WORK INSTRUCTIONS :: Copy everything from the start of the listing down to the line containing "Each instance of the **white tablecloth**", substituting "nonzero" for "even-odd" and leaving the rest unchanged.

++++++++++

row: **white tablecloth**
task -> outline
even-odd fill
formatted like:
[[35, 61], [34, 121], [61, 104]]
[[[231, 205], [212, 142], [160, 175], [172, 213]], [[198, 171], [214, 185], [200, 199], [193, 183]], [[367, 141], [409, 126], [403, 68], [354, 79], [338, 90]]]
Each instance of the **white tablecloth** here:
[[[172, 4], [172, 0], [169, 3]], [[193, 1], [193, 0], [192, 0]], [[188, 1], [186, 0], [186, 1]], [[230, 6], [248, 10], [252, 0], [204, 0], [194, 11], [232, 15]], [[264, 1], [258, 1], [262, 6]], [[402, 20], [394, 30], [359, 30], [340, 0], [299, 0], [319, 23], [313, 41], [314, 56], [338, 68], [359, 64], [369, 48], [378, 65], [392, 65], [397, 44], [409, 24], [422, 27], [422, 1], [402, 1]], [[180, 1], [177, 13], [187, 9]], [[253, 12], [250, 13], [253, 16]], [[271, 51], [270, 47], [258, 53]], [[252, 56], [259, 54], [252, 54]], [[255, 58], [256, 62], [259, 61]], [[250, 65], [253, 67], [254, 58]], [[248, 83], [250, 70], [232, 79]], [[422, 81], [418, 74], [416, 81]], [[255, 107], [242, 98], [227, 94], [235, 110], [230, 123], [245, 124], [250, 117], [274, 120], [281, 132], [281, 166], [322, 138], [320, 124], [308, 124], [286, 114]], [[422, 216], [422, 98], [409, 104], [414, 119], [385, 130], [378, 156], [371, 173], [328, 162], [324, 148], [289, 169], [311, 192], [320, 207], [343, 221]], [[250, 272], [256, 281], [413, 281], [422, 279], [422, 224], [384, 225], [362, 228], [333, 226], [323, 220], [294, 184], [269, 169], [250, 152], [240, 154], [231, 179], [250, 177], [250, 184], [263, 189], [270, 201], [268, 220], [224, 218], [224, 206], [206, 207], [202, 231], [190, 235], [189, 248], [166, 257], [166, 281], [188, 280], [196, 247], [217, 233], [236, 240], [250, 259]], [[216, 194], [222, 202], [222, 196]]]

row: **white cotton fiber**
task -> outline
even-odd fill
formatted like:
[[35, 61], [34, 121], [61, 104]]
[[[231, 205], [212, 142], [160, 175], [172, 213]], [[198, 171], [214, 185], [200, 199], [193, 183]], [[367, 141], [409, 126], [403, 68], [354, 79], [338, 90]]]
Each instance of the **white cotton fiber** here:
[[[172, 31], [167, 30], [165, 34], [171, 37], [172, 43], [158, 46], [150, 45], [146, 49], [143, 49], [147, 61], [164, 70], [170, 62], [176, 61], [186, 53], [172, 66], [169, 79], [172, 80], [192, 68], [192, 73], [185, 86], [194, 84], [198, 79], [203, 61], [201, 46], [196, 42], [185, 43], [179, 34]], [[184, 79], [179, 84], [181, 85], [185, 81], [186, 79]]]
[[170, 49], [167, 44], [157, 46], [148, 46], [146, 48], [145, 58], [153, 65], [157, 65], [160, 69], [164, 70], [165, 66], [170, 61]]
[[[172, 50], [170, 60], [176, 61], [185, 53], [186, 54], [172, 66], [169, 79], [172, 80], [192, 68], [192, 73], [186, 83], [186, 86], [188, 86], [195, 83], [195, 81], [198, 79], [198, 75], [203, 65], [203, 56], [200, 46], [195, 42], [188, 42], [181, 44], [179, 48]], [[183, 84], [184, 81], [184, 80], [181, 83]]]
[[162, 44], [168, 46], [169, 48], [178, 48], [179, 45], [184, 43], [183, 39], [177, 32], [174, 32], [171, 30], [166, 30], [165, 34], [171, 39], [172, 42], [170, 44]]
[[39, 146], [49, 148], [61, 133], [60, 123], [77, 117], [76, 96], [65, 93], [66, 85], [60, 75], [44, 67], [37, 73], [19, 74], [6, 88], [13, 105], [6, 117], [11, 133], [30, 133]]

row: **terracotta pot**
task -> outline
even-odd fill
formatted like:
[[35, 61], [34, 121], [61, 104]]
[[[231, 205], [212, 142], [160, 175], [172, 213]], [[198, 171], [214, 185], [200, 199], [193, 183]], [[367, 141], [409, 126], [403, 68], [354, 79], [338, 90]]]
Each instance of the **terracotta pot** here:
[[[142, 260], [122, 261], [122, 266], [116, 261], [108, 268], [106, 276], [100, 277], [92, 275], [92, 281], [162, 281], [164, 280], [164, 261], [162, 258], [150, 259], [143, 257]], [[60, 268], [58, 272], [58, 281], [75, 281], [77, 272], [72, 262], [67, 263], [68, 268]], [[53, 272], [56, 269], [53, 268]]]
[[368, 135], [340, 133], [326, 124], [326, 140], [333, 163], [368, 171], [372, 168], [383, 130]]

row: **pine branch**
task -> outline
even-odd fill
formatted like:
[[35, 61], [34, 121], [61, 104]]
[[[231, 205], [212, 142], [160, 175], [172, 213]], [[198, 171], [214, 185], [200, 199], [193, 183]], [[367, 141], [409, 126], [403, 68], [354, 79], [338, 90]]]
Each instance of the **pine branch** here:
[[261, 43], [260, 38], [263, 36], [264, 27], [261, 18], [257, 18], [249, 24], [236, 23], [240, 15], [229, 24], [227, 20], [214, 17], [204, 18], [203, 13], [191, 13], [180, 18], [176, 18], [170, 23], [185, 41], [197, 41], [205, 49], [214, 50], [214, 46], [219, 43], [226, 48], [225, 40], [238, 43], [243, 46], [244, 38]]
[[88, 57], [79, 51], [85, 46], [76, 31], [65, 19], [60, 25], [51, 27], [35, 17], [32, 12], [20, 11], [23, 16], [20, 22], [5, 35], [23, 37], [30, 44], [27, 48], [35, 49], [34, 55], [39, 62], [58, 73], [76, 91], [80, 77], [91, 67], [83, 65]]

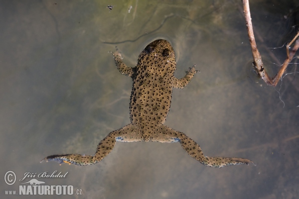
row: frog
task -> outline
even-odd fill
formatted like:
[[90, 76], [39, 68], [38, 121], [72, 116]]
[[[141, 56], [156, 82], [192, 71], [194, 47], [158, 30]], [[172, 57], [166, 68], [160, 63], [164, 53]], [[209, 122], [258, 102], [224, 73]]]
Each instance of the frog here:
[[185, 134], [164, 124], [170, 107], [172, 89], [184, 88], [199, 72], [194, 65], [189, 68], [183, 77], [175, 77], [175, 55], [168, 41], [158, 39], [150, 43], [139, 55], [137, 66], [133, 68], [125, 64], [117, 47], [116, 52], [110, 52], [113, 55], [118, 70], [133, 80], [129, 106], [131, 123], [109, 133], [99, 143], [93, 155], [52, 155], [44, 158], [41, 162], [45, 160], [55, 161], [60, 165], [92, 165], [106, 157], [117, 141], [152, 141], [179, 143], [191, 157], [211, 167], [253, 163], [243, 158], [206, 156], [195, 141]]

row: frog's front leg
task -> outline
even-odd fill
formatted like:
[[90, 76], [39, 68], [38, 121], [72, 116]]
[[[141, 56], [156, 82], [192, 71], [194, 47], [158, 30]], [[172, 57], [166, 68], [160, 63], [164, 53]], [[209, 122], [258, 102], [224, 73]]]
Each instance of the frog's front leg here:
[[191, 157], [201, 164], [211, 167], [220, 168], [229, 165], [253, 163], [250, 160], [242, 158], [207, 157], [203, 154], [199, 145], [192, 139], [185, 134], [164, 125], [157, 129], [157, 132], [153, 133], [151, 141], [160, 142], [179, 142], [182, 147]]
[[199, 71], [195, 70], [195, 66], [196, 66], [196, 65], [194, 65], [192, 68], [189, 68], [188, 71], [186, 71], [186, 75], [181, 79], [177, 79], [173, 76], [171, 80], [173, 87], [175, 88], [183, 89], [187, 86], [190, 81], [192, 80], [195, 73], [199, 72]]
[[41, 160], [55, 161], [59, 164], [69, 163], [77, 165], [89, 165], [97, 163], [113, 149], [116, 141], [136, 142], [142, 140], [141, 133], [133, 124], [113, 131], [99, 143], [97, 152], [93, 156], [80, 154], [52, 155]]
[[110, 51], [114, 57], [114, 61], [115, 64], [117, 66], [117, 69], [123, 75], [126, 75], [129, 77], [131, 77], [133, 74], [133, 71], [132, 68], [127, 66], [126, 64], [123, 62], [123, 58], [122, 57], [122, 54], [119, 52], [118, 49], [116, 48], [116, 52], [112, 52]]

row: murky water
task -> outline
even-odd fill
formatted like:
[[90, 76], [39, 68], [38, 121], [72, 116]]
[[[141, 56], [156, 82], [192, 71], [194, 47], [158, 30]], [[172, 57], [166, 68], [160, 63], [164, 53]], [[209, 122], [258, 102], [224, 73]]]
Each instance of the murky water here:
[[[250, 2], [271, 75], [279, 68], [273, 63], [283, 62], [286, 53], [285, 47], [269, 48], [291, 39], [284, 16], [299, 5], [281, 1]], [[18, 193], [21, 183], [35, 178], [46, 185], [72, 185], [82, 190], [78, 198], [299, 197], [299, 74], [275, 88], [254, 77], [239, 0], [0, 4], [0, 196]], [[93, 154], [102, 139], [130, 122], [132, 80], [119, 73], [108, 52], [117, 46], [133, 67], [157, 38], [172, 44], [177, 77], [195, 64], [200, 70], [187, 87], [173, 91], [165, 124], [193, 139], [207, 156], [244, 157], [257, 166], [208, 168], [178, 143], [153, 142], [117, 143], [93, 166], [39, 163], [51, 154]], [[287, 72], [294, 71], [297, 65], [291, 65]], [[68, 173], [37, 177], [55, 170]], [[8, 171], [16, 175], [11, 186], [3, 180]], [[26, 172], [36, 176], [19, 182]]]

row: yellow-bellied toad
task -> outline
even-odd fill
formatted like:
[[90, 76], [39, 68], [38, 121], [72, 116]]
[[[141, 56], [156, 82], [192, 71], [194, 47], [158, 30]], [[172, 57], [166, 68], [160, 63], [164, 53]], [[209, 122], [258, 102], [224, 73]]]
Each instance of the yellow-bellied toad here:
[[185, 134], [163, 124], [170, 107], [172, 88], [183, 88], [197, 72], [193, 66], [183, 78], [178, 79], [173, 76], [176, 67], [175, 56], [168, 41], [159, 39], [149, 44], [139, 55], [137, 66], [134, 68], [124, 63], [118, 50], [112, 54], [118, 69], [133, 80], [130, 103], [131, 123], [110, 133], [100, 142], [93, 156], [53, 155], [43, 160], [54, 160], [60, 164], [90, 165], [106, 157], [114, 147], [116, 141], [151, 141], [178, 142], [192, 158], [210, 167], [222, 167], [252, 162], [244, 158], [207, 157], [194, 141]]

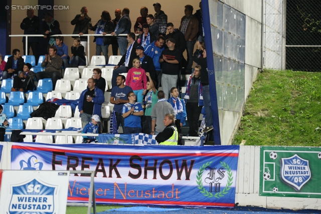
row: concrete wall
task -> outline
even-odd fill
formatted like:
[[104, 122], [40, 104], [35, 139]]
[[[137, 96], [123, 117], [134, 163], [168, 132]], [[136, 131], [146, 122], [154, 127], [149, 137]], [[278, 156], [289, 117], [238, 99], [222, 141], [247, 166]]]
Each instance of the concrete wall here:
[[[172, 22], [174, 25], [174, 27], [178, 28], [181, 24], [181, 19], [184, 16], [184, 6], [186, 5], [191, 5], [193, 6], [194, 10], [193, 14], [199, 10], [199, 0], [186, 0], [179, 1], [175, 0], [174, 2], [170, 0], [163, 0], [160, 2], [162, 5], [162, 10], [164, 11], [168, 16], [168, 22]], [[103, 11], [107, 11], [110, 14], [111, 19], [115, 18], [114, 11], [115, 9], [122, 10], [124, 8], [128, 8], [130, 10], [129, 17], [131, 21], [132, 29], [133, 32], [133, 26], [137, 17], [140, 16], [139, 10], [143, 6], [147, 7], [148, 9], [148, 14], [155, 13], [153, 4], [157, 1], [146, 2], [143, 0], [137, 0], [135, 1], [128, 1], [125, 0], [110, 0], [106, 1], [104, 0], [94, 0], [91, 2], [88, 1], [72, 1], [72, 0], [55, 0], [55, 5], [69, 6], [69, 10], [55, 10], [54, 11], [54, 18], [56, 19], [60, 25], [60, 29], [64, 34], [72, 34], [74, 26], [72, 26], [70, 22], [76, 15], [80, 14], [80, 9], [83, 6], [86, 6], [88, 10], [88, 15], [91, 18], [91, 22], [93, 25], [97, 23], [100, 19], [100, 15]], [[27, 0], [21, 1], [20, 0], [13, 0], [13, 5], [38, 5], [38, 0]], [[175, 6], [175, 7], [173, 7]], [[35, 15], [38, 16], [38, 12], [36, 11]], [[13, 10], [12, 34], [24, 34], [24, 31], [20, 28], [20, 24], [22, 20], [27, 17], [27, 11], [22, 10]], [[89, 31], [89, 33], [94, 34], [94, 31]], [[96, 45], [93, 42], [93, 38], [90, 41], [90, 56], [95, 55], [96, 52]], [[19, 37], [12, 38], [11, 49], [18, 48], [23, 52], [22, 38]], [[69, 47], [72, 45], [73, 39], [68, 37], [65, 39], [65, 43]], [[109, 55], [111, 53], [111, 47], [109, 47]], [[31, 52], [31, 54], [32, 54]]]
[[[257, 0], [222, 0], [222, 2], [246, 16], [244, 71], [244, 100], [246, 101], [253, 83], [256, 78], [258, 69], [261, 68], [262, 2]], [[216, 40], [213, 40], [214, 41]], [[213, 45], [215, 46], [215, 44]], [[243, 103], [243, 107], [244, 105]], [[219, 108], [222, 145], [230, 144], [233, 142], [234, 136], [238, 129], [242, 112], [243, 108], [237, 111]]]

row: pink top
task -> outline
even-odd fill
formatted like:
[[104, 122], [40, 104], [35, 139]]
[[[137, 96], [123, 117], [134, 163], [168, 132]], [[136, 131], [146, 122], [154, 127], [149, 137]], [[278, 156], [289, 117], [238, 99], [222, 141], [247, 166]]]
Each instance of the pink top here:
[[1, 63], [2, 65], [0, 65], [0, 71], [5, 71], [5, 67], [6, 67], [7, 63], [5, 60], [3, 60]]
[[130, 86], [133, 90], [146, 89], [147, 77], [145, 70], [132, 68], [128, 71], [126, 78], [126, 85]]

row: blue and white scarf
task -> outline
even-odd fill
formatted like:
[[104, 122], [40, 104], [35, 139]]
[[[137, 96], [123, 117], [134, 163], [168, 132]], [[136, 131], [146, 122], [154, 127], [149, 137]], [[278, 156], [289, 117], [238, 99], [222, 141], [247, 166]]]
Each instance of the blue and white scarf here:
[[172, 103], [172, 106], [174, 109], [175, 114], [177, 115], [179, 113], [183, 112], [184, 111], [183, 109], [183, 104], [182, 104], [182, 102], [180, 98], [178, 97], [175, 99], [173, 97], [172, 97], [172, 99], [173, 100], [173, 102]]
[[120, 23], [120, 21], [122, 19], [123, 19], [123, 18], [124, 18], [125, 16], [128, 16], [128, 15], [125, 14], [124, 16], [122, 16], [121, 17], [120, 17], [120, 19], [119, 19], [119, 20], [118, 20], [118, 22], [117, 23], [117, 25], [116, 26], [116, 28], [115, 28], [115, 33], [116, 33], [116, 32], [117, 32], [117, 31], [118, 31], [118, 30], [119, 29], [119, 23]]
[[[146, 40], [145, 40], [145, 38], [146, 38]], [[145, 46], [149, 43], [150, 43], [150, 36], [149, 35], [149, 33], [148, 33], [146, 37], [145, 37], [144, 35], [143, 34], [141, 46], [145, 48]]]
[[158, 102], [163, 102], [163, 101], [167, 102], [167, 100], [166, 100], [165, 98], [162, 98], [162, 99], [159, 99], [158, 101], [157, 101], [157, 102], [158, 103]]
[[[101, 25], [101, 22], [103, 22], [101, 20], [99, 20], [98, 24], [97, 24], [97, 28], [96, 28], [96, 31], [95, 31], [95, 34], [102, 34], [102, 33], [98, 34], [98, 29], [101, 28], [103, 31], [104, 31], [104, 29], [105, 28], [105, 25], [106, 25], [106, 23], [107, 22], [105, 22], [103, 24]], [[100, 32], [99, 32], [100, 33]]]
[[151, 107], [151, 97], [152, 96], [152, 90], [147, 92], [146, 97], [145, 97], [145, 105], [146, 106], [146, 109], [150, 108]]
[[131, 50], [132, 49], [133, 43], [130, 44], [128, 49], [127, 49], [127, 52], [126, 53], [126, 60], [125, 60], [125, 66], [128, 67], [128, 63], [129, 63], [129, 58], [130, 58], [130, 53], [131, 53]]

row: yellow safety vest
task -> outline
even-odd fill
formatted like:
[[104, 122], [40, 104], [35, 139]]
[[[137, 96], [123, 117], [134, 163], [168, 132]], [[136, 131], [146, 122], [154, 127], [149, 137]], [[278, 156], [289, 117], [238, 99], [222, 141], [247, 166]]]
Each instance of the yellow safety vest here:
[[172, 145], [177, 145], [177, 142], [179, 141], [179, 133], [177, 131], [177, 128], [174, 126], [170, 126], [170, 127], [172, 128], [174, 131], [174, 132], [173, 133], [173, 135], [164, 142], [159, 143], [159, 144]]

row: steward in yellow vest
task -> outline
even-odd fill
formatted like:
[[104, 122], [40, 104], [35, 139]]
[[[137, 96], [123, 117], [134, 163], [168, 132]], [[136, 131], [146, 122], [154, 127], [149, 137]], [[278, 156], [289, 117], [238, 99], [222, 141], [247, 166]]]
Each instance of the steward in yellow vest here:
[[166, 114], [163, 122], [166, 127], [155, 139], [160, 145], [177, 145], [179, 133], [175, 125], [175, 115]]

++++++++++

SOLUTION TO THE EXERCISE ::
row: **white tablecloth**
task -> outline
nonzero fill
formatted like:
[[35, 61], [34, 121], [61, 104]]
[[[231, 205], [212, 142], [160, 175], [172, 213]], [[198, 171], [214, 185], [200, 199], [193, 183]], [[367, 141], [409, 126], [403, 68], [354, 79], [338, 90]]]
Each instance of the **white tablecloth** here:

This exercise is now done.